Given passage:
---
The problems inherent in Agile PM are pretty easy to uncover. A quick reading of The 13th Annual State of Agile report makes them apparent. For example, the whole raison d’etre for Agile PM was to be able to deal with fast-developing changes in scope, right? Well, on page 11 of the report, under the open-ended question “How Success is Measured …with Agile Initiatives (emphasis in the original), we see this gem: “Product scope saw a decline over the past years going from 40% to 20% and falling to 12% this year.”[ii] For a business strategy designed to alleviate difficulties in modifying scope within the traditional PM structure, this is quite the poll question response. With respect to managing scope, its own practitioners appear to be losing faith in Agile’s ability to perform as advertised.
---
Provided material:
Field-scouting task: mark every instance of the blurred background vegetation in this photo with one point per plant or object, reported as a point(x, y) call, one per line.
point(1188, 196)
---
Aim of the task: From the passage on Agile project management, quote word for word the part starting with "The problems inherent" and going on through "perform as advertised.".

Output of the task:
The problems inherent in Agile PM are pretty easy to uncover. A quick reading of The 13th Annual State of Agile report makes them apparent. For example, the whole raison d’etre for Agile PM was to be able to deal with fast-developing changes in scope, right? Well, on page 11 of the report, under the open-ended question “How Success is Measured …with Agile Initiatives (emphasis in the original), we see this gem: “Product scope saw a decline over the past years going from 40% to 20% and falling to 12% this year.”[ii] For a business strategy designed to alleviate difficulties in modifying scope within the traditional PM structure, this is quite the poll question response. With respect to managing scope, its own practitioners appear to be losing faith in Agile’s ability to perform as advertised.